**** Document extract ****

Soundstage and image height, does it exist?


On another site, there is a discussion on soundstage, and there are a few people clamming, that, since there is no vertical information encoded on stereo recordings, that soundstage height does not actually exist. It is a product of our minds filling in missing information. 

Are they correct?

Please explain your position, with as much technical details as you feel needed.

 

128x128simonmoon

the human hearing mechanism encodes height information based on frequency contouring caused by the shape of the ear. there is a tone map in the brain that instantly "translates" certain directional sounds as "higher" or "lower." SOME stereo music recordings contain enough of this information, a FEW of them. i have heard it demonstrated on the LEDR [Listening Environment Diagnostic Recording] on a Chesky test disc, with the synthetic cabasa rising above one speaker and sailing across the ceiling to the other speaker, as well as sailing backwards. 

The brain always fills in information and creates illusions that are not real. Close your eyes and listen to vocals, they invariably appear to be dead centre, but there is no speaker there, its an illusion created in your brain, you hear two separate signals one in each ear, your brain processes that and informs you its from the middle, its not is it. Soundstage is the same, some systems give much wider soundstage, more often how they placed is more important.

**** Data supplied ****

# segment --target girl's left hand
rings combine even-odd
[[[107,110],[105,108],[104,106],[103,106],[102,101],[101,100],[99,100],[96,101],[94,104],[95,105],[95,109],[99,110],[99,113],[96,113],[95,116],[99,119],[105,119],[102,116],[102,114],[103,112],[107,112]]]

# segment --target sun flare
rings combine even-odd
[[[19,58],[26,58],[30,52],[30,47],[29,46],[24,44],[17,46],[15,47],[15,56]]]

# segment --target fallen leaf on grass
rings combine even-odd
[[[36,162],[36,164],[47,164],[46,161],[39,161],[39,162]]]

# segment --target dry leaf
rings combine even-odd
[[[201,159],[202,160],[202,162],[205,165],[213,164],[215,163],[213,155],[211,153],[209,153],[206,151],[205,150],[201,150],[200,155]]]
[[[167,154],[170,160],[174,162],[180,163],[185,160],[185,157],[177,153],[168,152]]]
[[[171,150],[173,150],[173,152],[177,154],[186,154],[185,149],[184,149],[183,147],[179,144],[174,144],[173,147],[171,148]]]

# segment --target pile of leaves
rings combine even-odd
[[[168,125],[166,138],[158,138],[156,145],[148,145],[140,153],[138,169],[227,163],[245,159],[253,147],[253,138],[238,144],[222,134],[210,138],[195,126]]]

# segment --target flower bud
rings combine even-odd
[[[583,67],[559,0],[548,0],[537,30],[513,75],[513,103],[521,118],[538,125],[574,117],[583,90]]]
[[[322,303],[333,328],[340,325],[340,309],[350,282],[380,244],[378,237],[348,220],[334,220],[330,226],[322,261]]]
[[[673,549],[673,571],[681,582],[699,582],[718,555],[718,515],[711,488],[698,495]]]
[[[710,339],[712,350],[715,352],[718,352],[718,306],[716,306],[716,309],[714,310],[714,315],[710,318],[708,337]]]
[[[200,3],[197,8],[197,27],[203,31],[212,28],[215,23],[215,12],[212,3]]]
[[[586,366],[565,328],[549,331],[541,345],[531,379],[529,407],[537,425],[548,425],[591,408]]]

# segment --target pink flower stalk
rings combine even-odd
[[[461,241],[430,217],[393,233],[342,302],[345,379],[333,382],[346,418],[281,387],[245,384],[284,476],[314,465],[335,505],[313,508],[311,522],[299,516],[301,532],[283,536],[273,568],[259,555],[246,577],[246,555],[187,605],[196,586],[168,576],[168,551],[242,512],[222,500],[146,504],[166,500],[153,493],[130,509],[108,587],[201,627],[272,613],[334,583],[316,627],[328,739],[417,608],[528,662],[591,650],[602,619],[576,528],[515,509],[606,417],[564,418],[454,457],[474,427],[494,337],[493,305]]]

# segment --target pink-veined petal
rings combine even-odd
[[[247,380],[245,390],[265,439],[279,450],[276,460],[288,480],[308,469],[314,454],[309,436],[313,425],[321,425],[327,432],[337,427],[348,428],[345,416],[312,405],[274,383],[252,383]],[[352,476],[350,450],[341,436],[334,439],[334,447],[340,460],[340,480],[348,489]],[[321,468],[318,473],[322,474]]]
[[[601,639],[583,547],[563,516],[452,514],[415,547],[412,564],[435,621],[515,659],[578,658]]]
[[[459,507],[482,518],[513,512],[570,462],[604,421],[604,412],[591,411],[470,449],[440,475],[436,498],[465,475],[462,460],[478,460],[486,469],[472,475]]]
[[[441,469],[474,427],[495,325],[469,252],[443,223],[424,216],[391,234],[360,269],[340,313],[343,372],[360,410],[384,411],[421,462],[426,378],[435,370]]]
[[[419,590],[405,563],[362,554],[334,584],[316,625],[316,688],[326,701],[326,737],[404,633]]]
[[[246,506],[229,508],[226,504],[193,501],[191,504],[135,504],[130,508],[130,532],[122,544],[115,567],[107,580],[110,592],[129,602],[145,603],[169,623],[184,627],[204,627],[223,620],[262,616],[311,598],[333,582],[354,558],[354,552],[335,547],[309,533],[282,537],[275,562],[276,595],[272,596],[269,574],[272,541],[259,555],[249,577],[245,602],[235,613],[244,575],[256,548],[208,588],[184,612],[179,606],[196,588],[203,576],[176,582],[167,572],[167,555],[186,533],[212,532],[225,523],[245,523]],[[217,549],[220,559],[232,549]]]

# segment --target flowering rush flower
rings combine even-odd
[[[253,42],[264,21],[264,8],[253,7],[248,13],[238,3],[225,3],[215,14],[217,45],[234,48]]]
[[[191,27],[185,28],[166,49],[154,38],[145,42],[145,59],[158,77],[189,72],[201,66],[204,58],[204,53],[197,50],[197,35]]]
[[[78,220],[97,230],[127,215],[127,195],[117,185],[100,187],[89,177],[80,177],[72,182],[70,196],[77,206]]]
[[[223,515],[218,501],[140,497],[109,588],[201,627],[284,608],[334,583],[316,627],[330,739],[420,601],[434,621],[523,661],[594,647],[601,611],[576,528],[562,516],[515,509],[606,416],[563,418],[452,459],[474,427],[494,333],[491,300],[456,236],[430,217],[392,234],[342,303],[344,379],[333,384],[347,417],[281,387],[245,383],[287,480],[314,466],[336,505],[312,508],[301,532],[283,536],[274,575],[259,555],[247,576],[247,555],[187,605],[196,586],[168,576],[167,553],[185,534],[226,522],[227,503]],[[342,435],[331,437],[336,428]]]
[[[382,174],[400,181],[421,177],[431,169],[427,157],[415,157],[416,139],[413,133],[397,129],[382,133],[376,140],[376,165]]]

****

Exercise set
#1 Can you write out the part of the soundstage discussion from "The brain always" up to and including "is more important."?
#2 What comes next in the soundstage discussion? Write the continuation that follows its last sentence.

Task responses
#1
The brain always fills in information and creates illusions that are not real. Close your eyes and listen to vocals, they invariably appear to be dead centre, but there is no speaker there, its an illusion created in your brain, you hear two separate signals one in each ear, your brain processes that and informs you its from the middle, its not is it. Soundstage is the same, some systems give much wider soundstage, more often how they placed is more important.

#2
of course it exists...WHY its there? the differences among sound at the source, often 2 lil boxes, how it fills our room and our ears...theres a ot going on there. our brains make sense of it. there must be a whole slew of factors at play. the size and dimension of soundstage is quite different from system to system in my house, and tweaking each system changes it. my desktop system has a wild freakin 3D soundstage thats really high...well, when i lower my speakers, the sound stage height lowers. when i flip em upside down it changes again. barely change the toe-in and i get pretty significant changes in width and separation, placement of sounds. ive only recently learned of this holographic experience, and man its wild. but of course its real. you have sound coming at you in a particular manner from a particular place and places. 

we perceive sound as 3 dimensionally with our ears as we do the world around us with our eyes. 

cool stuff. im fascinated. 

In my fully acoustically treated house of stereo with 9 ft ceiling, I have used 40" tall towers and 69" ones. Both pairs projected imaging all the way to the top of the wall. So, in my case, yes. 

I cannot give a technical explanation, but I definitely have experienced a soundstage.  My listening room is untreated, but filled with soft furniture, carpet and drapes.  I stream music using McIntosh solid state electronics and Klipsch La Scala speakers.  It is not the same with all recordings.  Some of the best have been old recordings from the 1950's as well as newly issued material.  At its best, the music comes from each side, above and behind me, and the speakers "disappear."  I have even experienced a soundstage with headphones.  I recall a Tony Scott recording where the clarinet clearly "appeared" from across the room.  I speculate that it involves the quality of the recording and the interplay between my ears and brain.  The soundstage also expands after listening for a while, which reinforces my speculation that the brain becomes acclimated to the sound, and then produces the soundstage.